» Stated exercise:
Please gather every line of the data below that contains the word "beach", and copy each such line in full.

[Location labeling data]
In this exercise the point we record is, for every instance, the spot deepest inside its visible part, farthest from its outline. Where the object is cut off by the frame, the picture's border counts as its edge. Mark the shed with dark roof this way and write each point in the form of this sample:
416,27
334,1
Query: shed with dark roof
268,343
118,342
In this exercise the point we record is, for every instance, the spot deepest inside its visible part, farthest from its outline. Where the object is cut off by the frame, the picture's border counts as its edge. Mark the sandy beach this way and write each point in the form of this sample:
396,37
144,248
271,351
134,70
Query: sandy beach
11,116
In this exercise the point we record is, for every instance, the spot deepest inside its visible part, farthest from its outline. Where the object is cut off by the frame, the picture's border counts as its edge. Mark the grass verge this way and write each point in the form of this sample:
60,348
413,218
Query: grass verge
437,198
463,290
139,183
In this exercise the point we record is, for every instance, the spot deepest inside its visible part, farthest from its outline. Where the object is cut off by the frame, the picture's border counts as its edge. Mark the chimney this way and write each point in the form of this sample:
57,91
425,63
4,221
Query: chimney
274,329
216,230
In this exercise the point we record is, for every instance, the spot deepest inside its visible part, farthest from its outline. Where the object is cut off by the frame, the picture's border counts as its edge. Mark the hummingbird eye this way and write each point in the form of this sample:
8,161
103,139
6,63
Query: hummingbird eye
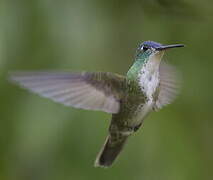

» Written response:
In this exercise the point we record is, for every instance, the spot deepest inside its visible part, farthest from its outline. Where the object is cut off by the frame, the picture's border counts as its edge. Mark the sandy beach this way and write each point in the form of this sample:
Query: sandy beach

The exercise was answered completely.